• Parts of the exercise:
**a.** Rewrite the blog passage starting at "Tuesday, July 24, 2007" and ending at "end. So lame.", substituting "Berkeley" for "Emeryville".
**b.** In the blog post about the neighbors' small dog, why is the whistle worse than the barking it is supposed to stop?

• Passage shown:
──────────
Tuesday, July 24, 2007
Seen on Saturday at Borders in Emeryville
A woman walking out of the store reading the last page of the new Harry Potter Book. Are you kidding me? How many hours have you wasted just to cheat? She should have saved her money and just read it in the book store. I don't see the point of sitting there and reading the whole book if you already know the end. So lame.
Saturday, July 14, 2007
Pointless Waste of Time
So I was going off recently about how I only seem to find out about shows at the Paramount Theater in Oakland after the fact. Usually after it's sold our or it's the day of the show. Christina thought I was lame because there had to be an email list or something. She actually even sent the link to me. So this morning while checking all the music venue calendars in the area I remembered about the Paramount and actually clicked on the button that said sign up for alerts. After spending a few minutes typing all of my info in it sends me back a red alert. Apparently I already have an account? Oh, right, I did buy tickets once. After having my password emailed to me I went in to see what my profile actually had. Guess what? I've been signed up for the notices this whole time! I'd say it's working out really well and that's why I have heard about all the shows and spent money there.
Friday, May 25, 2007
Any old bandwagon will do
It finally happened yesterday. While walking by someone's desk at work I overheard the words "have you heard about the secret?" My head whipped around to see who was talking to who and then pretended not to be listening. I only managed to hear the part about how it was a book before I was out of ear shot. What is wrong with people? No, I don't want to know. I used to work with someone who was into self help books and she was a nightmare. I'll stick with my meaningless trashy magazines and Regis and Kelly, thanks.
Sunday, May 13, 2007
It's always something
Just when I thought that the house was totally in order it happens again, something to rain on your parade. I finally called the appliance repair place and they came out on Friday to fix the stove for the landlord, 2 new burners. All that anger and frustration for a half hours work plus parts. Then yesterday we get home from an all day adventure in the city and the neighbors in the front house have some sort of small dog in their back yard, which makes it our front yard. No big deal. I'm sure it's somebody visiting or something. All I have to do is close the gate so the dog doesn't get into our back yard anymore. Everything is just wonderful.....until I realize that every time the small dog tries to bark a shrill, high pitched whistle goes off to shut the dog up, but is actually worse than the dog barking. One small yip and we then get 10-15 seconds of the whistle that pierces like nobody's business. As I'm writing this I have come to realize that the whistle is going off without the dog barking. Oh good, only a few more hours of my complaining before Clay gets irritated enough to go and do something about it. Just another relaxing Sunday at home.
──────────
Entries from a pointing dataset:

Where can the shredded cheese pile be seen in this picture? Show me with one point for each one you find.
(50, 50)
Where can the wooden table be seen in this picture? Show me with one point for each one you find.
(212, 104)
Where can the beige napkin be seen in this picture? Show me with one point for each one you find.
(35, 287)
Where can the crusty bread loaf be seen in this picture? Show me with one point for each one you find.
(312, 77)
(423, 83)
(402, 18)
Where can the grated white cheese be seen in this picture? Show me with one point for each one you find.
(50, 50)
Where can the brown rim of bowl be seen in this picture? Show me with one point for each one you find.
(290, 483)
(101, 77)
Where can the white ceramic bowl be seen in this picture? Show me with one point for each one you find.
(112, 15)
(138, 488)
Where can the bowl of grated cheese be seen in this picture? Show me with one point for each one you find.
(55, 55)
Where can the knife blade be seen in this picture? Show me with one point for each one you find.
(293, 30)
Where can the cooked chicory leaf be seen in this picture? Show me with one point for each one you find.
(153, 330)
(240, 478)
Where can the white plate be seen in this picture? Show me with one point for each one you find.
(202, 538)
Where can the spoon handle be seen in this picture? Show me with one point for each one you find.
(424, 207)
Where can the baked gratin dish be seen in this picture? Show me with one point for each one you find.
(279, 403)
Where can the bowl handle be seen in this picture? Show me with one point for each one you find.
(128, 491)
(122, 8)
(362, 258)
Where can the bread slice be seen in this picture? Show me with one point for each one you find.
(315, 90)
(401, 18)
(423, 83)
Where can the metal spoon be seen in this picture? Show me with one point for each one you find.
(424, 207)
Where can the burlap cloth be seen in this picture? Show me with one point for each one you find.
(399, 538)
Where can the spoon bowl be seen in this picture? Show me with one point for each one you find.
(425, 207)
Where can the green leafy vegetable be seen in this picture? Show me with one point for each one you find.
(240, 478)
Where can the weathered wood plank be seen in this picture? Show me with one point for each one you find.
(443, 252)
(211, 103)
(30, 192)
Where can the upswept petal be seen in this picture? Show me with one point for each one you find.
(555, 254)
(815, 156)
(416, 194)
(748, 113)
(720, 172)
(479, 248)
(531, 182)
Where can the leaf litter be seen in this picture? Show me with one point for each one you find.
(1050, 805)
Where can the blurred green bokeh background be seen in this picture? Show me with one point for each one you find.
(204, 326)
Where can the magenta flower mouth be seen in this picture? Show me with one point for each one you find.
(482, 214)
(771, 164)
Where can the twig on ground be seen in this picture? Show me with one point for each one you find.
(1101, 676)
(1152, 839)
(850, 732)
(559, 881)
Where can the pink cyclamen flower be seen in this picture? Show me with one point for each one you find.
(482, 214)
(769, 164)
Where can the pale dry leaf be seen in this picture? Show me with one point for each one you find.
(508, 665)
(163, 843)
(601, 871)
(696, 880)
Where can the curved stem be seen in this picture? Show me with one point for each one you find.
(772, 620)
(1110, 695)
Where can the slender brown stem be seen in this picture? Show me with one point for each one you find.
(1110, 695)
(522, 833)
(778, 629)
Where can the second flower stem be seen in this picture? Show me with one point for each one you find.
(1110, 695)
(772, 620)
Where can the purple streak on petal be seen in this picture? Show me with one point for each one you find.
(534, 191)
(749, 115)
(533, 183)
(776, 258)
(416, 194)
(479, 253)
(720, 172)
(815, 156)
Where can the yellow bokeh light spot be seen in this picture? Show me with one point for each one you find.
──────────
• Complete answers:
**a.**
Tuesday, July 24, 2007
Seen on Saturday at Borders in Berkeley
A woman walking out of the store reading the last page of the new Harry Potter Book. Are you kidding me? How many hours have you wasted just to cheat? She should have saved her money and just read it in the book store. I don't see the point of sitting there and reading the whole book if you already know the end. So lame.

**b.** A single small yip from the dog sets off 10 to 15 seconds of a shrill, high-pitched whistle that pierces like nobody's business.